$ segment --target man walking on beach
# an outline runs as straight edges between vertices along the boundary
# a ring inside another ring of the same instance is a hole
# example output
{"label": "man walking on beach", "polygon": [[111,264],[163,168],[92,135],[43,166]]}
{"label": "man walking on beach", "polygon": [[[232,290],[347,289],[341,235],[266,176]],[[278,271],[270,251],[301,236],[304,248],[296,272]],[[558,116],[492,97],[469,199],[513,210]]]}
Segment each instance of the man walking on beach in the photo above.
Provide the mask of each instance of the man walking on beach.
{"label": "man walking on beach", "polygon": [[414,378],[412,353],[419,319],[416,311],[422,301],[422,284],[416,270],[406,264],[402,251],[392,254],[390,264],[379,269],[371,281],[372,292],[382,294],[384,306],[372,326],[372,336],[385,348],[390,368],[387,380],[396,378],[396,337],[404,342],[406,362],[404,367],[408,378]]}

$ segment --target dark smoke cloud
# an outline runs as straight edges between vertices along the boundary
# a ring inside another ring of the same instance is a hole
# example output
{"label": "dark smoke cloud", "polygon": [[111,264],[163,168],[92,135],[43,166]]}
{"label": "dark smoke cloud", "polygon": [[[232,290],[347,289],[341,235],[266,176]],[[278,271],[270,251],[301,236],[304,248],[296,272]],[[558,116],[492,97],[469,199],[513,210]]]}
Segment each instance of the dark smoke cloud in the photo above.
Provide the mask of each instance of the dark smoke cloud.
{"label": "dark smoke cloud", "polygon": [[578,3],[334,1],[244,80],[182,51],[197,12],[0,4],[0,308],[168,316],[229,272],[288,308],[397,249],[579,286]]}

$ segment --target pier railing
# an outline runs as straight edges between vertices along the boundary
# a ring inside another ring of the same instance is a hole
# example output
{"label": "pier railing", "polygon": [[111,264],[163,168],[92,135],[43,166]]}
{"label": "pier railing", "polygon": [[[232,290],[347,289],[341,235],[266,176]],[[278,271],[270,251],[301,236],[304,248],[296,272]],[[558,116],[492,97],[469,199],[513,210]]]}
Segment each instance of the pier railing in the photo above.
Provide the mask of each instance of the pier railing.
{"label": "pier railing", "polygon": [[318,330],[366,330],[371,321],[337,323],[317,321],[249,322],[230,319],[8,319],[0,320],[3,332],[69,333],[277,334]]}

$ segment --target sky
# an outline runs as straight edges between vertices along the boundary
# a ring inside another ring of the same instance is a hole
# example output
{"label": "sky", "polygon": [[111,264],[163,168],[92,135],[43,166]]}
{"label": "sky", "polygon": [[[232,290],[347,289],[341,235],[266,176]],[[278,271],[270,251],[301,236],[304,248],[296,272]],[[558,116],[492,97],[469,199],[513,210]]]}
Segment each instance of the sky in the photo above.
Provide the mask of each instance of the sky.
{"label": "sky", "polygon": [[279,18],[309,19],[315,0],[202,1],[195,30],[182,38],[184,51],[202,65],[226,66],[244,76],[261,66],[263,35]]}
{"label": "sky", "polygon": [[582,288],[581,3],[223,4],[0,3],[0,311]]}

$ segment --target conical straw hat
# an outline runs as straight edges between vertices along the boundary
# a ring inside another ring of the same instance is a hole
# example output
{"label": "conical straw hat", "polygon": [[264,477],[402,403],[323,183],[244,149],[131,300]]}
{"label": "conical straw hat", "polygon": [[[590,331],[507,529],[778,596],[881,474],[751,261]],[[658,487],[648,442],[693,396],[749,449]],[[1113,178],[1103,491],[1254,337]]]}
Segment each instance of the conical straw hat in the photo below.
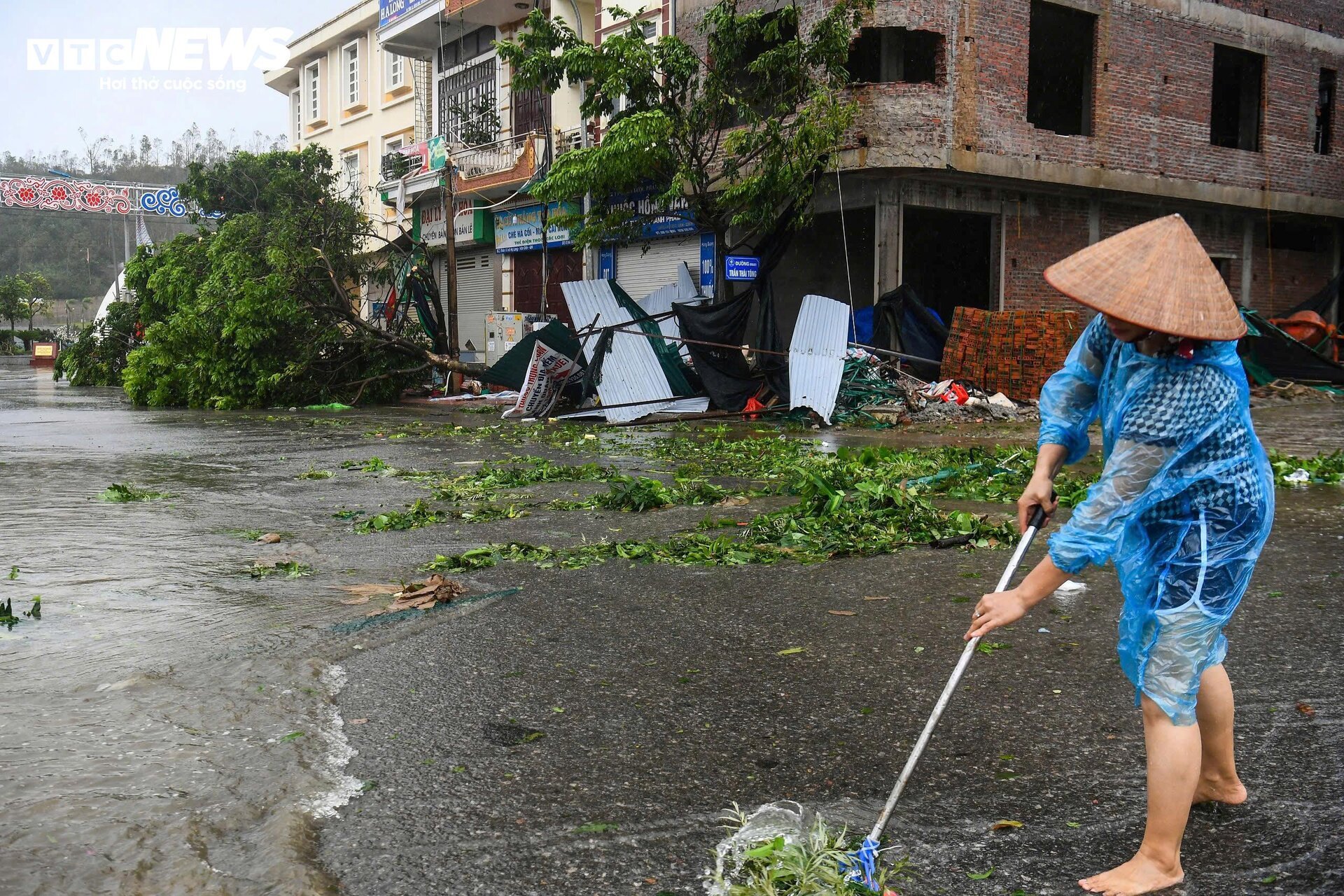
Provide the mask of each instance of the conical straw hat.
{"label": "conical straw hat", "polygon": [[1180,215],[1168,215],[1074,253],[1046,282],[1087,308],[1159,333],[1234,340],[1246,322],[1227,283]]}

- _TASK OBJECTIVE_: Excluding the pictures, reproduce every entry exactly as given.

- _THE ANSWER_:
$ segment --target man walking on beach
# an outline runs as straight edges between vertices along the boundary
# a ring inside another ring of the same instance is a hole
# example output
{"label": "man walking on beach", "polygon": [[111,264],[163,168],[92,135],[43,166]]}
{"label": "man walking on beach", "polygon": [[[232,290],[347,289],[341,235],[266,176]],[[278,271],[270,251],[301,236],[304,248],[296,272]],[[558,116],[492,97],[469,199],[513,210]]]}
Segment each instance of the man walking on beach in the photo above.
Provide the mask of each instance of the man walking on beach.
{"label": "man walking on beach", "polygon": [[414,378],[412,353],[419,319],[416,311],[422,301],[422,284],[416,270],[406,264],[402,251],[392,254],[390,264],[379,269],[371,281],[372,292],[382,294],[384,306],[372,326],[372,336],[385,348],[390,368],[387,380],[396,378],[396,337],[404,342],[406,362],[404,367],[408,378]]}

$ segment --target dark smoke cloud
# an outline runs as straight edges between vertices along the boundary
# a ring inside another ring of the same instance is a hole
# example output
{"label": "dark smoke cloud", "polygon": [[111,264],[163,168],[92,135],[43,166]]}
{"label": "dark smoke cloud", "polygon": [[[232,290],[347,289],[341,235],[266,176]],[[278,271],[270,251],[301,236],[304,248],[296,272]],[[558,116],[492,97],[469,199],[513,210]]]}
Segment each instance of the dark smoke cloud in the photo above.
Provide the mask of each instance of the dark smoke cloud.
{"label": "dark smoke cloud", "polygon": [[578,3],[334,1],[244,80],[182,51],[197,12],[0,4],[0,308],[168,316],[229,272],[288,308],[397,249],[579,286]]}

$ segment --target pier railing
# an outline runs as straight edges between vertices along the boundary
# a ring inside another ring of the same instance is a hole
# example output
{"label": "pier railing", "polygon": [[111,264],[163,168],[92,135],[43,166]]}
{"label": "pier railing", "polygon": [[[232,290],[347,289],[341,235],[266,176]],[[278,271],[270,251],[301,236],[304,248],[296,272]],[[558,116],[492,97],[469,199],[513,210]]]}
Segment each instance of the pier railing in the photo above.
Provide the mask of each instance of the pier railing.
{"label": "pier railing", "polygon": [[318,330],[366,330],[371,321],[337,323],[317,321],[249,322],[230,319],[8,319],[0,320],[3,332],[69,333],[277,334]]}

$ segment --target sky
# an outline runs as straight edges between vertices along the boundary
# a ring inside another ring of the same instance is a hole
# example output
{"label": "sky", "polygon": [[111,264],[163,168],[92,135],[43,166]]}
{"label": "sky", "polygon": [[[232,290],[347,289],[341,235],[266,176]],[[278,271],[270,251],[301,236],[304,248],[296,272]],[[558,116],[492,97],[469,199],[513,210]]]}
Segment each instance of the sky in the photo above.
Provide the mask of each instance of the sky.
{"label": "sky", "polygon": [[279,18],[309,19],[315,0],[202,1],[195,30],[182,38],[184,51],[202,65],[226,66],[244,76],[261,66],[263,35]]}
{"label": "sky", "polygon": [[582,288],[581,3],[223,4],[0,3],[0,311]]}

$ segment --target conical straw hat
# an outline runs as straight edges between vertices along the boundary
# a ring inside another ring of the same instance is a hole
# example output
{"label": "conical straw hat", "polygon": [[264,477],[402,403],[323,183],[244,149],[131,300]]}
{"label": "conical straw hat", "polygon": [[[590,331],[507,529],[778,596],[881,474],[751,261]],[[658,487],[648,442],[693,396],[749,449]],[[1113,178],[1103,491],[1254,337]]]}
Segment each instance of the conical straw hat in the photo below.
Provide the mask of each instance of the conical straw hat.
{"label": "conical straw hat", "polygon": [[1180,215],[1168,215],[1074,253],[1046,282],[1087,308],[1159,333],[1234,340],[1246,322],[1227,283]]}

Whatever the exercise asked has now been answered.